* [Text shown]:
Oral diseases are currently diagnosed by means of clinical examination and supported by surgical biopsy procedures. In particular, daily oral medicine practice is lacking the use of a routine diagnostic support to the visualization of anatomical structures located beyond the mucosal surface. Considering the growing interest in minimally invasive diagnosis, the possibility of having an imaging technique dedicated to the investigation of oral soft tissues and their alterations may be instrumental to support the clinical diagnosis. Therefore, attempts to introduce conventional ultrasonography (US) to the diagnostic work-up of pathological conditions of the head and neck have been done, exploiting the unique features of this technique in terms of limited invasiveness, repeatability, and cost efficiency.

In the literature, both extraoral and intraoral applications of US have been reported. Extraoral applications mainly focus on the characterization of oral and maxillofacial swellings of various origin, while intraoral applications mostly involve the study of malignant lesions in terms of tumor thickness and depth of invasion.1–4 Considering extraoral applications, Chandak et al1 described the US appearance of inflammatory swellings (cellulitis and abscesses), cystic swellings, benign neoplasms (hemangioma, lymphangioma, lipoma, and fibroma), and malignant neoplasms (squamous cell carcinoma, melanoma, fibrosarcoma, and carcinoma ex pleomorphic adenoma), and described each lesion according to shape, margins, echogenicity, homogeneity, presence of necrosis/calcifications, and posterior echo. Wu et al2 applied US to the study and characterization of parotid masses, in order to discriminate between benign and malignant diseases, considering also dimensions and vascularization of the mass. Yamamoto et al3 applied 12 MHz frequencies to the intraoral study of tongue carcinoma, and combined Brightness-mode (B-mode) parameters, such as the boundary line of the invasion front, with power Doppler information on vascularization. Sugawara et al4 employed both linear (12.5 MHz) and convex (6.5 MHz) probes to investigate various types of lesions prior to surgery, analyzing borders, size, location, depth, presence of a capsule, and vascularity of the mass.

Collected data:
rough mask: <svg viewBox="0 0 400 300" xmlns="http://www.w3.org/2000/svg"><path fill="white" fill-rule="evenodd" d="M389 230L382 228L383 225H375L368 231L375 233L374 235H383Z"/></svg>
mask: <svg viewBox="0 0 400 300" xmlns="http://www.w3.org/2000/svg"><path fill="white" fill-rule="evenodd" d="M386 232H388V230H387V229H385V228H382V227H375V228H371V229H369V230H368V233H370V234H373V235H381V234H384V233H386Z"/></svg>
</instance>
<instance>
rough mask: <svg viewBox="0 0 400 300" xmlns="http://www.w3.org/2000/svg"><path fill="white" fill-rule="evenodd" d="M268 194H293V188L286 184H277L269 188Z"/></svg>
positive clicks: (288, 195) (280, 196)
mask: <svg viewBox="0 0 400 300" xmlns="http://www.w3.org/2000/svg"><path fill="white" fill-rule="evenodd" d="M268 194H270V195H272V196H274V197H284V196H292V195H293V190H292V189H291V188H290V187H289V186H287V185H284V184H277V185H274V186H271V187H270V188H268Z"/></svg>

* [What the task requires]:
Rewrite the stretch of the passage on ultrasound in oral diagnosis from "Oral diseases are" through "and cost efficiency.", with "cost efficiency" changed to "affordability".

* [Response]:
Oral diseases are currently diagnosed by means of clinical examination and supported by surgical biopsy procedures. In particular, daily oral medicine practice is lacking the use of a routine diagnostic support to the visualization of anatomical structures located beyond the mucosal surface. Considering the growing interest in minimally invasive diagnosis, the possibility of having an imaging technique dedicated to the investigation of oral soft tissues and their alterations may be instrumental to support the clinical diagnosis. Therefore, attempts to introduce conventional ultrasonography (US) to the diagnostic work-up of pathological conditions of the head and neck have been done, exploiting the unique features of this technique in terms of limited invasiveness, repeatability, and affordability.